TASK PROMPT
Reproduce word for word the portion of the journal posts below from "Sorry you're still" to "love we do it.".

Sorry the sushi caused so many problems for you. I hope it doesn't happen again.
I saw JUDDD mentioned in Tomi's journal and was interested in googling it but didn't know what it stood for. Thanks to you, I don't have to google it. I'm not exactly sure I'm interested in that. Pretty happy with the EMF.
Sorry you're still hurting but glad the money stress is going away.
Primal since March 5, 2012
SW: 221 | CW: 204 | LPW: 166 | UGW: 140 (80 lbs loss)
At the moment, Chica is sitting on Littlest's stomach while she (Littlest) does her homework. She just had a dinner of leftover catfish fried in bacon grease. Life is good.
A while ago Littlest made a little book with inspirational quotes in it(illustrated) for a Girl Scout project. I have decided to make one for myself. The first quote, by Muhammad Ali, 'The will must be stronger than the skill', is superimposed over a hippo tossing her head back with a joyous spray of water. I love collecting quotes, and this seems like another fun way to enjoy them. Anyone have a favorite quote to share?
One of my favorites came from Mother Teresa : God doesn't look at how much we do, but with how much love we do it.
(I had obvious help one day from an angel, ((no telling how many times we receive it unaware)); I fell to the ground, bawling. It was an awesome experience.)
I have about a thousand quotations that I love. Here is one:
"To find the best in others; to give of one's self; to leave the world a bit better...to know that even one life has breathed easier because you have lived - this is to have succeeded." - Ralph Waldo Emerson
These fasting days make for not a lot to say. Here was yesterday:
Up at 5:30 (good sleep)

INFORMATION SUPPLIED

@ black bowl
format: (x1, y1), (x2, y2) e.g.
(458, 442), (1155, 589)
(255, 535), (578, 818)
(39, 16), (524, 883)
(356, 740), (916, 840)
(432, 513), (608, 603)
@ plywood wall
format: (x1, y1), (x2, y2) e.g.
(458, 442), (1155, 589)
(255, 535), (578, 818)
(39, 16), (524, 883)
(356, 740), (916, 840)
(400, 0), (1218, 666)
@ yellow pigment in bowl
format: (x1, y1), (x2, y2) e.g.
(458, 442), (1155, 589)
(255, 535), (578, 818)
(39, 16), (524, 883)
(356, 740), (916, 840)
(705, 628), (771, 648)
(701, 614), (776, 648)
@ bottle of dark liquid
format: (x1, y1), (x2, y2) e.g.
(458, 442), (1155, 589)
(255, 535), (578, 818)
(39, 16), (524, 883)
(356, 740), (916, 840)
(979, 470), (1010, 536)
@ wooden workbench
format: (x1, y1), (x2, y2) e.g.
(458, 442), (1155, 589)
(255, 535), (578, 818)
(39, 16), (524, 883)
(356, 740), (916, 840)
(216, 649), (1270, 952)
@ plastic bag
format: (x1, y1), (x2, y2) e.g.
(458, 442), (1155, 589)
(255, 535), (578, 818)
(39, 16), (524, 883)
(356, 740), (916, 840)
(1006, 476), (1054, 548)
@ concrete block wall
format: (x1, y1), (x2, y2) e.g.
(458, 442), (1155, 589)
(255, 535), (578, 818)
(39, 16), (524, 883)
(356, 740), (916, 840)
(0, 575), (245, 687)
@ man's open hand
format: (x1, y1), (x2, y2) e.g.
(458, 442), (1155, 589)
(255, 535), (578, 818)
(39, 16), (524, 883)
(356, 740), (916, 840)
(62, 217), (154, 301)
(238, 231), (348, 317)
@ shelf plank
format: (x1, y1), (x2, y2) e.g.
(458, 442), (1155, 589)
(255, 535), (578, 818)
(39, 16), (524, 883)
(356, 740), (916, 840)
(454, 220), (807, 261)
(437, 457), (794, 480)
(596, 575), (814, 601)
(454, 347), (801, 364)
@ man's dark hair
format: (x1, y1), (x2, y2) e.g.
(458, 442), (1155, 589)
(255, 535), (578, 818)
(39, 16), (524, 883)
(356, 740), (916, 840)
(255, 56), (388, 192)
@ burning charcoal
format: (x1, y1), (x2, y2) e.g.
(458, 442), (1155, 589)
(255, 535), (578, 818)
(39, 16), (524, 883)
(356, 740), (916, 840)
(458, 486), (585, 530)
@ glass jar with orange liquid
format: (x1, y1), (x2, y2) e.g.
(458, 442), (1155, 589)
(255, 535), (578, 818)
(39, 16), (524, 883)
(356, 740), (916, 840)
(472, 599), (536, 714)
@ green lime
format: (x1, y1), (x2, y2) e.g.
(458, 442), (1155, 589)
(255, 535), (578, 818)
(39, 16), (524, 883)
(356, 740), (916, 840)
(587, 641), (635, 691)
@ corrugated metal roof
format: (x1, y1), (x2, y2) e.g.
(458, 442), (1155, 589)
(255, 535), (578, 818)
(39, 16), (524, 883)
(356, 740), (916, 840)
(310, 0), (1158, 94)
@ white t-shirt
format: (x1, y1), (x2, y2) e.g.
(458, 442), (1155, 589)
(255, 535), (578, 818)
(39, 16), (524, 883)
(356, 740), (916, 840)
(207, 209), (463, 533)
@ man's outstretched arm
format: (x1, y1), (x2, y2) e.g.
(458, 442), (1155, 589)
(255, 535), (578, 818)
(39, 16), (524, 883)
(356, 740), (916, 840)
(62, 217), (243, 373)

TASK SOLUTION
Sorry you're still hurting but glad the money stress is going away.
Primal since March 5, 2012
SW: 221 | CW: 204 | LPW: 166 | UGW: 140 (80 lbs loss)
At the moment, Chica is sitting on Littlest's stomach while she (Littlest) does her homework. She just had a dinner of leftover catfish fried in bacon grease. Life is good.
A while ago Littlest made a little book with inspirational quotes in it(illustrated) for a Girl Scout project. I have decided to make one for myself. The first quote, by Muhammad Ali, 'The will must be stronger than the skill', is superimposed over a hippo tossing her head back with a joyous spray of water. I love collecting quotes, and this seems like another fun way to enjoy them. Anyone have a favorite quote to share?
One of my favorites came from Mother Teresa : God doesn't look at how much we do, but with how much love we do it.